++++ SOURCE DATA
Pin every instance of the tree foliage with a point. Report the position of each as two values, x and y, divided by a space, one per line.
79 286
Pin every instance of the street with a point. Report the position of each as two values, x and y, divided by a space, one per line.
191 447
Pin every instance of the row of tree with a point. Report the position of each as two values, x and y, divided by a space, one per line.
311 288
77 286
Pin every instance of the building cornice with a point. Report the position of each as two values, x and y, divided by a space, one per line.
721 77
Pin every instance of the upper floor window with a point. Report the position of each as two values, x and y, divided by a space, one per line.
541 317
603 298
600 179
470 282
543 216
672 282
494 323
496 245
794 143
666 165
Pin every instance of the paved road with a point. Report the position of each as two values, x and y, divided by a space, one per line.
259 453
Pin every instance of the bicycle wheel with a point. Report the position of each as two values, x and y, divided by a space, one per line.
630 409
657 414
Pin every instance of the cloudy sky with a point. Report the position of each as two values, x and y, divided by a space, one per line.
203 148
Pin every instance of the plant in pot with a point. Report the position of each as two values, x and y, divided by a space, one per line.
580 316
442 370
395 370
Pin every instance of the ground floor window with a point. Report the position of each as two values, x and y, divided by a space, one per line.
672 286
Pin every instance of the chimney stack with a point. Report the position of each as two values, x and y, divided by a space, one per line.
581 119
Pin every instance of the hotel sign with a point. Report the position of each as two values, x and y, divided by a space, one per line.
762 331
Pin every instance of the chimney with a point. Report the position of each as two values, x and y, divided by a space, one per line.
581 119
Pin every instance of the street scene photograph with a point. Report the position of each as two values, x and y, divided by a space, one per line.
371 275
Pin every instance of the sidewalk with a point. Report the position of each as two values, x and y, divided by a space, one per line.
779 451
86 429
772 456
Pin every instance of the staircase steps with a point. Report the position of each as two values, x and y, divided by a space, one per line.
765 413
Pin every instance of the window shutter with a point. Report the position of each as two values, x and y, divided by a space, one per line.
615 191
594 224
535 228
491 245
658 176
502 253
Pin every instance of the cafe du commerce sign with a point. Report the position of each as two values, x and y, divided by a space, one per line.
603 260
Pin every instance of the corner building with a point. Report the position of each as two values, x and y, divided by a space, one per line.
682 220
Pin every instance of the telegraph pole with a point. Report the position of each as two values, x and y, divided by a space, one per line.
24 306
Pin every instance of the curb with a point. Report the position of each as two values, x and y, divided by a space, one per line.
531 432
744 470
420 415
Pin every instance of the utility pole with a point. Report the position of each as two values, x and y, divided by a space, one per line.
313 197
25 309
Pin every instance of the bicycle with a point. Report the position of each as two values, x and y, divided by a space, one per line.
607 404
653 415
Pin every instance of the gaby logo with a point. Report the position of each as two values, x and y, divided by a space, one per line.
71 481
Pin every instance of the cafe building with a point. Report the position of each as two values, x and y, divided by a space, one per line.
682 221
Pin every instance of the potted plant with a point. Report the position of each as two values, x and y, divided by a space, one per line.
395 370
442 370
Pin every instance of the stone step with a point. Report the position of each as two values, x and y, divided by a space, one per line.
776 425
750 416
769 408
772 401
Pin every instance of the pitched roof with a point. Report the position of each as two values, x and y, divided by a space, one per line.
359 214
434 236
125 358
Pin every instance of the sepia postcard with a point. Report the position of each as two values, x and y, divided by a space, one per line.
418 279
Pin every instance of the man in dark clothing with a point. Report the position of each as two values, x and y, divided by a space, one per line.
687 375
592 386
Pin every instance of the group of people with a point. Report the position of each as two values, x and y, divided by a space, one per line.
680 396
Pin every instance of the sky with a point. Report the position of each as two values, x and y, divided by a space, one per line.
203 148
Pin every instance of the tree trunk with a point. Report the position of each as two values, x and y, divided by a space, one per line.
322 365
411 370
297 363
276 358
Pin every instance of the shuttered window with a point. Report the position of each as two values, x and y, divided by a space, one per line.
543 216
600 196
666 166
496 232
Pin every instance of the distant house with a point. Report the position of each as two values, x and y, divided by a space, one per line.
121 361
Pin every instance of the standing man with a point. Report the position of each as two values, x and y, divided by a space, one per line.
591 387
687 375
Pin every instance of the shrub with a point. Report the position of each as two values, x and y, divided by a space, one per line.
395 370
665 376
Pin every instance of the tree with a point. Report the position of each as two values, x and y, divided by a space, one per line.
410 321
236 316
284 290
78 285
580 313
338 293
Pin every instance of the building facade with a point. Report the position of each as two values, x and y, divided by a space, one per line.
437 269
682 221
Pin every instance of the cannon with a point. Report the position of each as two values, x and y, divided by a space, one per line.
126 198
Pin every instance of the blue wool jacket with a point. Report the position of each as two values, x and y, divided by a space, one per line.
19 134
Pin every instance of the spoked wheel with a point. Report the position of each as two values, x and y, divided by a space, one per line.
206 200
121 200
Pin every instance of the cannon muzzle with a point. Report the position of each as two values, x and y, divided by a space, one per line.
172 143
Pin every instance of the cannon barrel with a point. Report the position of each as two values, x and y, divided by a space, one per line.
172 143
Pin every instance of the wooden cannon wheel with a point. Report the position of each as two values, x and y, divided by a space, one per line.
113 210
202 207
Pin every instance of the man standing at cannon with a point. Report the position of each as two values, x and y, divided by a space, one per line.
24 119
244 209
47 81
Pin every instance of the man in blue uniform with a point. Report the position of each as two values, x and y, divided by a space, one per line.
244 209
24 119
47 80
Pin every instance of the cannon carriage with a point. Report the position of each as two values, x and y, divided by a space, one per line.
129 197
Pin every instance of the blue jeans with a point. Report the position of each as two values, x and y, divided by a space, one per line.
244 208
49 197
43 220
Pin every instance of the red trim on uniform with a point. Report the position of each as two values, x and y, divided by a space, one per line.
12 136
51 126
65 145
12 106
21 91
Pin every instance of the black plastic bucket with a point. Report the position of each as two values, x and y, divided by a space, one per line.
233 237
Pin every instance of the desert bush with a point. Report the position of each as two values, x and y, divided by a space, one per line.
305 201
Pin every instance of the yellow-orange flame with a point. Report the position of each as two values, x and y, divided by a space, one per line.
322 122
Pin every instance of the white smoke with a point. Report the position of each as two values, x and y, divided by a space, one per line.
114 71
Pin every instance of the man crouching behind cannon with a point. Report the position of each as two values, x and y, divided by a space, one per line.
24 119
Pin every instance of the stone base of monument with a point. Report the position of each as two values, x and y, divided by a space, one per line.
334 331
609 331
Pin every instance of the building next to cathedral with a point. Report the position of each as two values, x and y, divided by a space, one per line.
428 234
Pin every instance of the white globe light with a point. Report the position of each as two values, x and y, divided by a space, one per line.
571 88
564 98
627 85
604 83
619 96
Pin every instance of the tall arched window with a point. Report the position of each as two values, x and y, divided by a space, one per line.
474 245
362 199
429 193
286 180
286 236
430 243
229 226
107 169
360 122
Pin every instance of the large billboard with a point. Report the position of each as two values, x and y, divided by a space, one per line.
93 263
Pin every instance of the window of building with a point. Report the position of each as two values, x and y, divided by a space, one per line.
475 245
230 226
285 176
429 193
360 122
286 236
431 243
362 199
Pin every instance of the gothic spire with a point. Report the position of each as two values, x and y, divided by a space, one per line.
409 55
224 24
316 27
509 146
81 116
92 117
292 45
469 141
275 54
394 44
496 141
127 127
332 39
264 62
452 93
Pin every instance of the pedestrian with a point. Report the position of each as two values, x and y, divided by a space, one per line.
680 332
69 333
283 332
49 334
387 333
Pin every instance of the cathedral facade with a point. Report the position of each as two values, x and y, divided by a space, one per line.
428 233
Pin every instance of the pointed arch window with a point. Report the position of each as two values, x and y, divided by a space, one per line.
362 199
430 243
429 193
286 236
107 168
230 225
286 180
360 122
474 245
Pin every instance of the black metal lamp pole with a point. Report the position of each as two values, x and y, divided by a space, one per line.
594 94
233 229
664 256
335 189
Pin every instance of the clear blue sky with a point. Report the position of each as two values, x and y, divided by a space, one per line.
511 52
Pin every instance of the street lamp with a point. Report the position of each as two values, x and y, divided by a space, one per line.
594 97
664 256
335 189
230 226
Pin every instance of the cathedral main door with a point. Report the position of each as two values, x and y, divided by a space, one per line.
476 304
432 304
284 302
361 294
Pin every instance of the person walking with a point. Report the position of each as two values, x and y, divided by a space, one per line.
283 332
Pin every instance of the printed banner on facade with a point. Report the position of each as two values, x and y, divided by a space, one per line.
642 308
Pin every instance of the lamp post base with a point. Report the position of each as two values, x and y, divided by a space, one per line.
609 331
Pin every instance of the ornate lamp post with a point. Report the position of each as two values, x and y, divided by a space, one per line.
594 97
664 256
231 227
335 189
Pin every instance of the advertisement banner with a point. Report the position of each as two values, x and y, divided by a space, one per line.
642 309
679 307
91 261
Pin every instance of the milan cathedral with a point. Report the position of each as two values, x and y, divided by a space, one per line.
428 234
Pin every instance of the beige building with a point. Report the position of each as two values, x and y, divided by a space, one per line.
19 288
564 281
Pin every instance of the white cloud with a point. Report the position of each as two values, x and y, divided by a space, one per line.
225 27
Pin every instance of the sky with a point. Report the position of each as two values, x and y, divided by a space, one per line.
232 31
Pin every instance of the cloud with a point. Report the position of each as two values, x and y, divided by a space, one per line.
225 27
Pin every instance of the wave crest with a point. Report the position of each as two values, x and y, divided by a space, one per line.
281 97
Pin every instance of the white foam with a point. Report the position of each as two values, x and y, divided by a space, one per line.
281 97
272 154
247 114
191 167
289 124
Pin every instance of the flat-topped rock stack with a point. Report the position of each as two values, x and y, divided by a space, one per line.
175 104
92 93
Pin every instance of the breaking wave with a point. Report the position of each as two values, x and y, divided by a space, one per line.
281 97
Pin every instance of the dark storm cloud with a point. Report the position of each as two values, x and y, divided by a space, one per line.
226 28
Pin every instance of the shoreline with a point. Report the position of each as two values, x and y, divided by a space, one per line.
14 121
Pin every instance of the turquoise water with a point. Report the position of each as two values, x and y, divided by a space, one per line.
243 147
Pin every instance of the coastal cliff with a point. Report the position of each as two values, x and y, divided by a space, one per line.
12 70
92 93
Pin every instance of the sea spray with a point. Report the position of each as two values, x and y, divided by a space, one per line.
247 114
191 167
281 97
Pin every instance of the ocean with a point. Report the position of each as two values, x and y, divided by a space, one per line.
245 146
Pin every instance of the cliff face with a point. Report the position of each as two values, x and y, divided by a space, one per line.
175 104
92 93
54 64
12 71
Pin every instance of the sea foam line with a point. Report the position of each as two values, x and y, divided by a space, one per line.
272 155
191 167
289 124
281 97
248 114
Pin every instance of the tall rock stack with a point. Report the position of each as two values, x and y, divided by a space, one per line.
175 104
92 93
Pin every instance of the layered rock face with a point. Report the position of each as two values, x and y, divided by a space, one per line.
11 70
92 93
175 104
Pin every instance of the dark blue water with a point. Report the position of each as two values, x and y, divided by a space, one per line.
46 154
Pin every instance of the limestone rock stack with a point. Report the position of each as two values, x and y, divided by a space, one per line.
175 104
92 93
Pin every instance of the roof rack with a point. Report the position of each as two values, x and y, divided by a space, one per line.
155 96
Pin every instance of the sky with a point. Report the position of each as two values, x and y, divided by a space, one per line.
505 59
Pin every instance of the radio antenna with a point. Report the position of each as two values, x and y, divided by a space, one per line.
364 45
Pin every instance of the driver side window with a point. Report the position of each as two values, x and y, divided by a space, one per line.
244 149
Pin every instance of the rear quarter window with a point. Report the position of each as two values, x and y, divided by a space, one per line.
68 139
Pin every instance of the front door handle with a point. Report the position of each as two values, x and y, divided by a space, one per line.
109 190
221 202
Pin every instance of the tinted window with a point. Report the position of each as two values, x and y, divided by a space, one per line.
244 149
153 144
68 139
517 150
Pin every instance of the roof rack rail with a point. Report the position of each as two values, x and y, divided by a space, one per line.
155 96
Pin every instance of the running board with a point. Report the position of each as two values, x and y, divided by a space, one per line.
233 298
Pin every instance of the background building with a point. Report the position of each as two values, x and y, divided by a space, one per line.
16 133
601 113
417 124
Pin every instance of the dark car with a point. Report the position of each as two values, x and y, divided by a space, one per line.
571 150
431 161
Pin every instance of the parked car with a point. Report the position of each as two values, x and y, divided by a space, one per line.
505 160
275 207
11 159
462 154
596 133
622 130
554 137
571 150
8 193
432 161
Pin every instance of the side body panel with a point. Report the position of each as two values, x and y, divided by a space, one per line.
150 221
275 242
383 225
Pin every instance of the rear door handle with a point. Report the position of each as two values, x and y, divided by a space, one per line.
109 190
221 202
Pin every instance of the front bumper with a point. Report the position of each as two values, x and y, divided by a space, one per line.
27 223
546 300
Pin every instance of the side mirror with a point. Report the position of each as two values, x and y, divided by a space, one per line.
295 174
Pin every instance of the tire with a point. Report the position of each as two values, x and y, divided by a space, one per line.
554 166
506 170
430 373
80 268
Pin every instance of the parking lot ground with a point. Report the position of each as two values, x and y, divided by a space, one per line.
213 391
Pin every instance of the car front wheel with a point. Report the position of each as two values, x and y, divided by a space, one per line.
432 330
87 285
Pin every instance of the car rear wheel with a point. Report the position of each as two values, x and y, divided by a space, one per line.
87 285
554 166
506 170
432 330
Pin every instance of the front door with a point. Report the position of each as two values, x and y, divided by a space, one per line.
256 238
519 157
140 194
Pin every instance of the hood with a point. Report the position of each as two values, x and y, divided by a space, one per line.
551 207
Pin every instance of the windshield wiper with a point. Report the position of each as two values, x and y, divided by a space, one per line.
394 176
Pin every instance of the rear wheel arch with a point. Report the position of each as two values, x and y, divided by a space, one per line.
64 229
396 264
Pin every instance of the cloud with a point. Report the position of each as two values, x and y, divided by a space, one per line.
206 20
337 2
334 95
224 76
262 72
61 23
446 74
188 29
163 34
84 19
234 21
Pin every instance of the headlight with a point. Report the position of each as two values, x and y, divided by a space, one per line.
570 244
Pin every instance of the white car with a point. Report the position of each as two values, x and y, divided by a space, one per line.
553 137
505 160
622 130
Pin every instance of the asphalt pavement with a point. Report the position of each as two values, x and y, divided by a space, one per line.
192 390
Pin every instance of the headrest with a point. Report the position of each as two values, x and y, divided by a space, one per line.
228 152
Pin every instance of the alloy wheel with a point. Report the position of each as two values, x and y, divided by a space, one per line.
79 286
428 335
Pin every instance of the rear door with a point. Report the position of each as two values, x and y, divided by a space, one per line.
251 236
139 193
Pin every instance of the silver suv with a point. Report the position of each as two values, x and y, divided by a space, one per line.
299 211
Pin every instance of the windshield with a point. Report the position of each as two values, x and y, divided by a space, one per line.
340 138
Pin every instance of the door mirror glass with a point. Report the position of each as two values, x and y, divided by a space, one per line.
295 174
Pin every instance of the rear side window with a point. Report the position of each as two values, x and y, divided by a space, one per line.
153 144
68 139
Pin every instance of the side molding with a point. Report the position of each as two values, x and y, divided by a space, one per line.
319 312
++++++++
Word for word, quote the lines from the line containing "Pin every instance of the windshield wiper" through the end of the material, both included, and nothing else.

WRITTEN SOLUTION »
Pin every instance of the windshield wiper with a point. Report the position of each as two values, x and y, divided by a space, one per line.
394 176
Pin every instance of the rear wheel arch with a point. Report the position of each as two values, x and y, divided by a space, one per line.
64 229
396 264
Pin every instance of the cloud with a point. Report the position of each as two values, x and y, divided by a space, one per line.
206 20
337 2
334 95
224 76
262 72
61 23
446 74
188 29
163 34
84 19
234 21
Pin every instance of the headlight with a point. Report the position of each as two values, x and y, divided by a space, one per line.
570 244
Pin every instance of the white car with a point. Report the position of each as two values, x and y, divided by a space, one per line.
553 137
505 160
622 130
Pin every instance of the asphalt pavement with a point. Report the position of each as two values, x and y, divided by a space, one per line.
192 390
Pin every instance of the headrest with a point. Report the position of each as two values, x and y, divided by a space, one per line.
228 152
Pin every instance of the alloy wheel with a point. Report the position of each as two values, x and y, divided by a space, one per line.
79 286
428 335
Pin every instance of the rear door with a point. Report the position of each as two values, x and y, divided by a space, one per line.
251 236
139 193
Pin every instance of the silver suv with a point. Report the position of each as two values, x and y, divided by a space, one per line.
299 211
Pin every instance of the windshield with a point. Report the position of each as two values, x and y, divided by a space, one per line.
340 138
Pin every instance of the door mirror glass with a point. Report the position of each as two values, x and y, divided by a space, one per line.
295 174
Pin every instance of the rear side window with a point. Report the position of each as two values, x and y, divided by a space, one per line.
153 144
68 139
Pin every instance of the side molding with a point. Report the position of each as two values, x and y, divided by a space, one per line.
319 312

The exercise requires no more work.